TASK REQUIREMENTS:
1. Answer these questions using the column on 3-D printed guns:
(a) In what month and year did the State Department settle its case against Cody Wilson?
(b) How many states had attorneys general file suit against the State Department and Wilson?
(c) On what date will the follow-up hearing take place?
2. Decide whether each statement agrees with the column on 3-D printed guns. Answer yes or no, and quote the deciding words.
(a) Cody Wilson raised his First Amendment defense in 2015.
(b) The states argued that the settlement violated the Second Amendment.
(c) No further hearing has been scheduled in the matter.
3. Resume the column on 3-D printed guns immediately after its final sentence.

The Boyertown Area Times

Printing guns: Looking at all the dimensions

- Lata Nott Columnist Lata Nott is executive director of the First Amendment Center of the Freedom Forum Institute.

Are 3-D printer designs protected by the First Amendment? This was the legal defense raised by Cody Wilson back in 2015, who faced prosecutio­n for violating federal gun export laws after he created a gun with a 3-D printer and then posted the blueprints online for others to download and use. Wilson claimed that this violated his right to share informatio­n freely. The State Department settled its case against him in July 2018, and for a few days Wilson was able to distribute the blueprints on his website and revel in his success at using the First Amendment to protect the Second Amendment. But by the end of last week, attorneys general in 20 states had filed suit against both the State Department and Wilson, in an effort to force the State Department to rescind its settlement. The states raised a constituti­onal claim of their own — that the settlement violated the 10th Amendment, which gives states the right to make their own laws, including those governing gun control.

Earlier this week, a federal judge issued a temporary restrainin­g order blocking the government from allowing the blueprints to be distribute­d. A follow-up hearing will take place on August 10.

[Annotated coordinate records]
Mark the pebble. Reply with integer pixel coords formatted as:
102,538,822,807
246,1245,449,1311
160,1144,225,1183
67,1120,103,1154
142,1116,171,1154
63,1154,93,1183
...
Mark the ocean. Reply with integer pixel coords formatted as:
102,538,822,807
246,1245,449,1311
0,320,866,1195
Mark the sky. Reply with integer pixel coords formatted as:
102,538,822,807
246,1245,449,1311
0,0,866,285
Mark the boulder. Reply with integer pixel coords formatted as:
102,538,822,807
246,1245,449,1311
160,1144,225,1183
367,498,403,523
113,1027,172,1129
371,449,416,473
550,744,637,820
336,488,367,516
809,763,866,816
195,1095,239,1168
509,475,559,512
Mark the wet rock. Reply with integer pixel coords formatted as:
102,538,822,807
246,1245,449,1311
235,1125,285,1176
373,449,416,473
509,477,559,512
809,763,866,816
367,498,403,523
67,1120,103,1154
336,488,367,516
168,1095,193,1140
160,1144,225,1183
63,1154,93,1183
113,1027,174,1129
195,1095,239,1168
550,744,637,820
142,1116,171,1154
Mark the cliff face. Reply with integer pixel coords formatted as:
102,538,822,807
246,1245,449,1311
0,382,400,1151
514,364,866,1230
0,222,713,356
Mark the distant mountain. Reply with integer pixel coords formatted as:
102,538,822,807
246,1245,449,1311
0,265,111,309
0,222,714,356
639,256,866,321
...
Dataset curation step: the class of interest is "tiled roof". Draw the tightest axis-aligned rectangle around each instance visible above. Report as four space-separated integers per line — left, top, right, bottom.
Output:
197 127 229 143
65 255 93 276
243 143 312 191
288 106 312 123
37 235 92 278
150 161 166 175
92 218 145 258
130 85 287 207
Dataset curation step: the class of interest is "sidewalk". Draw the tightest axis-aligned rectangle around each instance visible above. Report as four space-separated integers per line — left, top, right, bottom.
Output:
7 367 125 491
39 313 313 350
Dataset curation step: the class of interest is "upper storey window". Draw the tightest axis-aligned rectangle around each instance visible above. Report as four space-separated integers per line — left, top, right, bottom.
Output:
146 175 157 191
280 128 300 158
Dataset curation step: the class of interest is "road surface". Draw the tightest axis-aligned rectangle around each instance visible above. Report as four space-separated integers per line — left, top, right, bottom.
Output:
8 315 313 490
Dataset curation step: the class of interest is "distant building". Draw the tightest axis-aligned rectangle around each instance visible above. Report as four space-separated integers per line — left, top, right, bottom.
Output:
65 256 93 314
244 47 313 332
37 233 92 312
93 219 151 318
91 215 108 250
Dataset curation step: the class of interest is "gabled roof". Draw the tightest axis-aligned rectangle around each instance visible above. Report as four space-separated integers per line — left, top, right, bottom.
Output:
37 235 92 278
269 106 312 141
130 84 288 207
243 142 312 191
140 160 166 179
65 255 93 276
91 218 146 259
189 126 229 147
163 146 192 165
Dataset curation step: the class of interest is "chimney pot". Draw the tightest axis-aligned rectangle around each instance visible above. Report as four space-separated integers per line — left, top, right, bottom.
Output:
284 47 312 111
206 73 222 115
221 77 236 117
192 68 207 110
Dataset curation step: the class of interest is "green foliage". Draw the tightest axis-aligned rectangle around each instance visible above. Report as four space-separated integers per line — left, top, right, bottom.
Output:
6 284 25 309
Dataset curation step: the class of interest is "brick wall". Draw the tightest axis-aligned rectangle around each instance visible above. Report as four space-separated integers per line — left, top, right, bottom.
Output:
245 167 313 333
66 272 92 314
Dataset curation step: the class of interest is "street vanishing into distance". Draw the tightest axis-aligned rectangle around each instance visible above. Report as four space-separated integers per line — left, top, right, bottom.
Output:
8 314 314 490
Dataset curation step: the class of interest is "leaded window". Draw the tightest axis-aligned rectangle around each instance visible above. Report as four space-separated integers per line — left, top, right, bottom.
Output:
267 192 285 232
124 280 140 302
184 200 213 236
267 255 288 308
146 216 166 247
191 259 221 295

ANSWERS TO THE EXERCISE:
1.
(a) July 2018
(b) 20
(c) August 10

2.
(a) Yes: "This was the legal defense raised by Cody Wilson back in 2015"
(b) No: "that the settlement violated the 10th Amendment"
(c) No: "A follow-up hearing will take place on August 10"

3.
What does all this mean, aside from an amazing day for Bill of Rights bingo?

The NRA’s official statements have been along the lines of, “absolutely nothing,” pointing out how prohibitiv­ely expensive printing a gun is at this time. It’s true that we’re unlikely to witness the rise of a 3-D printer armed militia in the next couple of weeks. But this also sidesteps the real issue.

Right now, 3-D printers are expensive and clunky, but they won’t always be. How should we deal with a world where the technology has caught up with Wilson’s aspiration­s?

As Senator Bill Nelson put it, “There are many limits on our First Amendment rights of speech. You cannot say ‘fire’ in a crowded theater. Why in the world would you assert First Amendment rights to publish instructio­ns to [make] a plastic gun that someone could take through a metal detector into a crowded theater and start shooting in that theater instead of shouting ‘fire,’ which is clearly an understood limitation upon our First Amendment rights of speech.”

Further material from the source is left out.